*Texto seleccionado*.
——
Los Soprano, la verdadera Cosa Nostra
Texto: José Miguel Lax Asís
Los Soprano no inventó la televisión moderna, pero la mandó al diván. Hizo de la mafia algo más que sangre y gabardinas: la transformó en ansiedad, sesiones de terapia y niños con déficit de atención. Si El Padrino era Shakespeare con metralletas, Los Soprano es Ibsen con pistolas escondidas en la panera del desayuno.
A Tony Soprano lo conocemos con una familia desordenada, una amante mal escondida, una madre que haría llorar al mismísimo Freud, y una parvada de gansos que lo llevan directo al suelo. Es el primer mafioso en pantalla que llora sin que le metan una bala. Lo que antes se resolvía con un tiro ahora se procesa en un sillón de cuero beige con la doctora Melfi tomando notas y nosotros, como voyeurs privilegiados, escuchando el inconsciente de un capo que odia que lo analicen, pero no puede vivir sin serlo.
——
Datos para señalar regiones
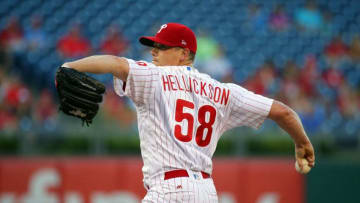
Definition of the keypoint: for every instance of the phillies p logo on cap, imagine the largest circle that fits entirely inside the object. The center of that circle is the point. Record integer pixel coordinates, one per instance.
(173, 35)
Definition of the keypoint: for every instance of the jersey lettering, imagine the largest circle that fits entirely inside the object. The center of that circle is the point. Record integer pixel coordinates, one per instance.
(180, 115)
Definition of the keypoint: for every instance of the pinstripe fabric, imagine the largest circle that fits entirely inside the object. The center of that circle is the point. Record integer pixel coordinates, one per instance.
(157, 93)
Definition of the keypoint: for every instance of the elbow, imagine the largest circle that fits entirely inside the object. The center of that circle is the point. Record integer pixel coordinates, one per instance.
(280, 112)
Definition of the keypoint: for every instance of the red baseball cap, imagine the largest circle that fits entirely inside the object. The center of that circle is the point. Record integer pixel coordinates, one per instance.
(174, 35)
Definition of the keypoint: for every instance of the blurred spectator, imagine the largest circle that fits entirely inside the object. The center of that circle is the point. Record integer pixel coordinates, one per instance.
(348, 101)
(354, 51)
(12, 36)
(15, 104)
(279, 20)
(309, 18)
(74, 44)
(289, 85)
(336, 52)
(328, 25)
(5, 59)
(308, 76)
(256, 19)
(333, 77)
(114, 42)
(46, 108)
(218, 67)
(35, 36)
(263, 79)
(207, 49)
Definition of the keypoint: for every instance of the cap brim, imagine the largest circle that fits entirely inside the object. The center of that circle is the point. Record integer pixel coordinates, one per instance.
(147, 41)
——
*Problemas por resolver*.
A – Reproduce textualmente el fragmento del texto sobre Los Soprano comprendido entre "Los Soprano, la" y "panera del desayuno.", ambos incluidos.
B – ¿Concuerdan con el texto sobre Los Soprano estas afirmaciones? Responde sí o no a cada una y cita las palabras del texto que lo deciden: (i) Tony Soprano es el primer mafioso en pantalla que llora sin recibir un balazo; (ii) el sillón donde la doctora Melfi toma notas es de cuero negro; (iii) Los Soprano inventó la televisión moderna.
Las filas provienen de otra fuente.

*Respuestas a los problemas*.
A –
Los Soprano, la verdadera Cosa Nostra
Texto: José Miguel Lax Asís
Los Soprano no inventó la televisión moderna, pero la mandó al diván. Hizo de la mafia algo más que sangre y gabardinas: la transformó en ansiedad, sesiones de terapia y niños con déficit de atención. Si El Padrino era Shakespeare con metralletas, Los Soprano es Ibsen con pistolas escondidas en la panera del desayuno.

B –
(i) Sí: "Es el primer mafioso en pantalla que llora sin que le metan una bala."
(ii) No: "en un sillón de cuero beige con la doctora Melfi tomando notas"
(iii) No: "Los Soprano no inventó la televisión moderna"